[Part of a data file]
·····
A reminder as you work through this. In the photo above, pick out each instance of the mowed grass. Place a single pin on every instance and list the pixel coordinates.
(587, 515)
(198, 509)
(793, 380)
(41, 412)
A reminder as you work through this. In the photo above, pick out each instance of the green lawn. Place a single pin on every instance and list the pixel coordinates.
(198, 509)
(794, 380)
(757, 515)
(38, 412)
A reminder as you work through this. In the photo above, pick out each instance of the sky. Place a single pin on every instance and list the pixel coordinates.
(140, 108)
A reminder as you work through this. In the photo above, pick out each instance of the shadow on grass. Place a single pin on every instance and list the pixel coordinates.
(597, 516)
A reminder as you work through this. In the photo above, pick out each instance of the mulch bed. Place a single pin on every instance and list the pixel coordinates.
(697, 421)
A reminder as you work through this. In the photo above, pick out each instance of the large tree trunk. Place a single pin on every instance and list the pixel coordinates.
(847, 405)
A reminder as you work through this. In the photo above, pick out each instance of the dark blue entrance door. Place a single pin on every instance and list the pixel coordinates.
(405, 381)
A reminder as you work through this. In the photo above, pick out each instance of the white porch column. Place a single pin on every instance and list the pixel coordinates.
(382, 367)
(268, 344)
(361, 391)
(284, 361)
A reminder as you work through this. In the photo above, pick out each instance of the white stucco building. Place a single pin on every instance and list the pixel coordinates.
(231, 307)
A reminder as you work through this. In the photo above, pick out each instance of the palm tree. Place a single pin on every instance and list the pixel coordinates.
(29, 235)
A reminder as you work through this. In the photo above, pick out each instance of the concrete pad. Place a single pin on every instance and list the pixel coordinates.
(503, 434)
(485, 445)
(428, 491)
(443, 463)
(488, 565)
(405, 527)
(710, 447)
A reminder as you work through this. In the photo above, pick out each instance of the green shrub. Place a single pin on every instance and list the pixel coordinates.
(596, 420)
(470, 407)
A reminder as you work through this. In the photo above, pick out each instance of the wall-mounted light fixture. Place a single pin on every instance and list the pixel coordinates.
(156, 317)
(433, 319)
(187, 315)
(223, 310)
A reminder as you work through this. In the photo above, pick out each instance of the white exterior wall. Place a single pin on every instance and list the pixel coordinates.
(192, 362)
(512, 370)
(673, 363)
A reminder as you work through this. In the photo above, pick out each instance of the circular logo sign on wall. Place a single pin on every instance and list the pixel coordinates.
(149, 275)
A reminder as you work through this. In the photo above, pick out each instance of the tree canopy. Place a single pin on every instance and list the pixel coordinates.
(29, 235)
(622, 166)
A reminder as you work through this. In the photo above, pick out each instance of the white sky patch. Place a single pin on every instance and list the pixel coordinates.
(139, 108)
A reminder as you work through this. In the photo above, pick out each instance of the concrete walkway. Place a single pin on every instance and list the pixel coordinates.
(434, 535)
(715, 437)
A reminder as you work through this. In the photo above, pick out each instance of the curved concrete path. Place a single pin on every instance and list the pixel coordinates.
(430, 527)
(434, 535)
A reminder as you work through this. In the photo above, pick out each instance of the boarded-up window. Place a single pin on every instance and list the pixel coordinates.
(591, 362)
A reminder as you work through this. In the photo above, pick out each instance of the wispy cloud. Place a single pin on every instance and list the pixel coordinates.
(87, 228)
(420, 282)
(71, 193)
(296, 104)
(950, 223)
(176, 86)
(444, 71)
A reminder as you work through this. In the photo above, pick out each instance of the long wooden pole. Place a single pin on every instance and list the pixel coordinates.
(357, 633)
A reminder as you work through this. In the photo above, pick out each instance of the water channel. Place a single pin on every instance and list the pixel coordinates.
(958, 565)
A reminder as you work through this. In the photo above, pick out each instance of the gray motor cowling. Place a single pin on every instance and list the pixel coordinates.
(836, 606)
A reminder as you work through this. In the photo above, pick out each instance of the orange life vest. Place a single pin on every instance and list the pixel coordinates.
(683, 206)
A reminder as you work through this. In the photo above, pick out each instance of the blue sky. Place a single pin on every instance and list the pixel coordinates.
·····
## PROBLEM TO WORK ON
Repeat every line of these items word for word.

## WORKED ANSWER
A reminder as you work through this. In the photo above, pick out each instance of the mowed grass. Place a single pin on every instance and list the pixel coordinates.
(587, 515)
(198, 509)
(793, 380)
(41, 412)
A reminder as you work through this. In the photo above, pick out each instance of the green lawn. Place a single pin on every instance and list the pixel coordinates.
(198, 509)
(794, 380)
(757, 515)
(38, 412)
A reminder as you work through this. In the photo above, pick out each instance of the sky. Place a single pin on every instance and list the pixel coordinates.
(140, 108)
A reminder as you work through this. In the photo above, pick out each instance of the shadow on grass. Place a single pin on every instance and list the pixel coordinates.
(597, 516)
A reminder as you work through this. In the photo above, pick out each instance of the mulch bed. Place a single pin on every instance and list the pixel coordinates.
(697, 421)
A reminder as you work through this. In the photo above, pick out each instance of the large tree trunk. Place a single pin on every instance and list the pixel coordinates.
(847, 405)
A reminder as you work through this. In the photo above, pick out each instance of the dark blue entrance door. Place a single pin on every instance and list the pixel coordinates.
(405, 381)
A reminder as you work through this. In the photo above, pick out each instance of the white porch column. Place a single pin on every instance and list the pixel coordinates.
(382, 367)
(268, 344)
(361, 391)
(284, 361)
A reminder as you work through this. In the photo above, pick out each instance of the white stucco building. Place a single pin on every instance and list the pixel coordinates.
(231, 307)
A reminder as you work through this. In the photo above, pick out each instance of the palm tree. Place a single pin on every instance and list the pixel coordinates.
(29, 235)
A reminder as you work through this. In the photo above, pick out each instance of the concrete pad. Place a single pin on every instance and list the pixel coordinates.
(503, 434)
(485, 445)
(428, 491)
(443, 463)
(488, 565)
(405, 527)
(710, 447)
A reminder as you work through this. In the photo above, pick out each instance of the green shrub. Place a single pin on every instance and list the pixel coordinates.
(596, 420)
(470, 407)
A reminder as you work through this. In the photo above, pick out each instance of the wall-mounted light fixture. Place a single pin on every instance and list the pixel coordinates.
(156, 317)
(433, 319)
(187, 315)
(223, 310)
A reminder as you work through this. In the photo above, pick out each instance of the white exterior wall. Place a single pin on every instance and list the pixel coordinates.
(192, 362)
(512, 370)
(673, 363)
A reminder as you work through this. In the photo above, pick out each instance of the circular logo sign on wall. Place a single pin on every instance and list the pixel coordinates.
(149, 275)
A reminder as you work through this. In the photo above, pick out each instance of the tree canopy. Place a single pin on every instance and list the pixel coordinates.
(29, 235)
(622, 166)
A reminder as you work through this. In the photo above, pick out each instance of the white sky patch. Place a single pin on every instance and list the pixel coordinates.
(139, 108)
A reminder as you work through this. In the photo above, pick out each instance of the concrete walkway. Place a single pin on every instance and list the pixel coordinates.
(434, 535)
(715, 437)
A reminder as you work through this. In the photo above, pick out each instance of the curved concrete path. Place a single pin on every instance and list the pixel coordinates.
(430, 527)
(434, 535)
A reminder as you work through this. In the photo above, pick out each instance of the boarded-up window. Place a single pin on every instance and list the pixel coordinates.
(591, 362)
A reminder as you work through this. In the photo above, pick out each instance of the wispy cloud. Place a single pin on every instance and list the pixel coordinates.
(87, 228)
(420, 282)
(71, 193)
(296, 104)
(950, 223)
(176, 86)
(444, 71)
A reminder as you work through this. In the photo above, pick out each instance of the long wooden pole. Place a single pin on every instance and list the pixel coordinates.
(357, 633)
A reminder as you work through this. In the photo above, pick out each instance of the water channel. Place a single pin on every instance and list the pixel coordinates.
(958, 565)
A reminder as you work through this. In the photo above, pick out each instance of the gray motor cowling. Place a single pin on every instance and list the pixel coordinates.
(836, 606)
A reminder as you work through this. In the photo above, pick out each instance of the orange life vest. Place a single pin on every instance and list the pixel coordinates.
(683, 206)
A reminder as you work through this. In the photo above, pick out each instance of the blue sky. Place a single pin on every instance and list the pixel coordinates.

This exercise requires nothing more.